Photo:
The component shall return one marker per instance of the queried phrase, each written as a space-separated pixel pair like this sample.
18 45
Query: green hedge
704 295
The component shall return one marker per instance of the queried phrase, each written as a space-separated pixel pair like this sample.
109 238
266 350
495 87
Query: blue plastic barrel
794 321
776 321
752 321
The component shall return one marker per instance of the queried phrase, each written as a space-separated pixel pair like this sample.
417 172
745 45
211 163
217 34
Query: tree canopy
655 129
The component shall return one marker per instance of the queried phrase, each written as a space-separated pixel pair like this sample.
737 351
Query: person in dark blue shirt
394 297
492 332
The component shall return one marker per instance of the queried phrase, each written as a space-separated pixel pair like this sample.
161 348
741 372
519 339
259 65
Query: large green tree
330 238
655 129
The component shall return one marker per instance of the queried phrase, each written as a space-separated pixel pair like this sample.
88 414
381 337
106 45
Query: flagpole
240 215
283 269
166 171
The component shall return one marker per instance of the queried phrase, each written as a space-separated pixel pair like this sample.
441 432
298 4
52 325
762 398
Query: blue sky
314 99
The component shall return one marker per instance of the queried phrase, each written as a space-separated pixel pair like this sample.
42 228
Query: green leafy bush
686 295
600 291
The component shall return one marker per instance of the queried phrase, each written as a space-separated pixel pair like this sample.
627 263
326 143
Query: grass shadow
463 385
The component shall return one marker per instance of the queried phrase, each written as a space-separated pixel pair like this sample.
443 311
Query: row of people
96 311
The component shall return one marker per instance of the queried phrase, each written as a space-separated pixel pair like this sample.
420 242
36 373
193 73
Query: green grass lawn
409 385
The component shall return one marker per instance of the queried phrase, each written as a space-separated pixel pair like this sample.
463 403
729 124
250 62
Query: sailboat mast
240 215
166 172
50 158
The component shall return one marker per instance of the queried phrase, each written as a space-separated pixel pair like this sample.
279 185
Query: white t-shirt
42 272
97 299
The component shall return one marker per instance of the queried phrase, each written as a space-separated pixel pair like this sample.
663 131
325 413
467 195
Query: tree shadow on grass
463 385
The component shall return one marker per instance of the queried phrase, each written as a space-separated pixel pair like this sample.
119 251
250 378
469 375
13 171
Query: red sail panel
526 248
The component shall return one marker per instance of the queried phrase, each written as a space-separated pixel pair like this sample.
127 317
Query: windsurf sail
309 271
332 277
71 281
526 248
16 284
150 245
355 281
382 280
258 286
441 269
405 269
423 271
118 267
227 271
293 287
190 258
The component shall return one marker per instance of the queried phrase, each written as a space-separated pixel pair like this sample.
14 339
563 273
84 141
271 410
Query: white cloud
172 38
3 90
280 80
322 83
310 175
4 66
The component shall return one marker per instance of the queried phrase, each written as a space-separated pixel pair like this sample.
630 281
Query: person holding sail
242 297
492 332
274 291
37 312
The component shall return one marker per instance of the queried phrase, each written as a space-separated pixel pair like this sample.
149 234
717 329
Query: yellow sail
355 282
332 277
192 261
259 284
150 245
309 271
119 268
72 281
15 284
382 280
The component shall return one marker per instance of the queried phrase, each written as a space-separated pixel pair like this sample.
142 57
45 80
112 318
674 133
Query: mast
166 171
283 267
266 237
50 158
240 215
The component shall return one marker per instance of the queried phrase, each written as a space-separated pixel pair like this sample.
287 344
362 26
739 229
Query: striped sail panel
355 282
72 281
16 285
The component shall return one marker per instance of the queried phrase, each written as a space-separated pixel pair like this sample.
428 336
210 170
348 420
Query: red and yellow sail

________________________

[EXERCISE GOAL]:
Pick out every line above that contains the word "white", matching case exactly.

[ANSWER TO THIS PROBLEM]:
Query: white t-shirt
Query: white cloud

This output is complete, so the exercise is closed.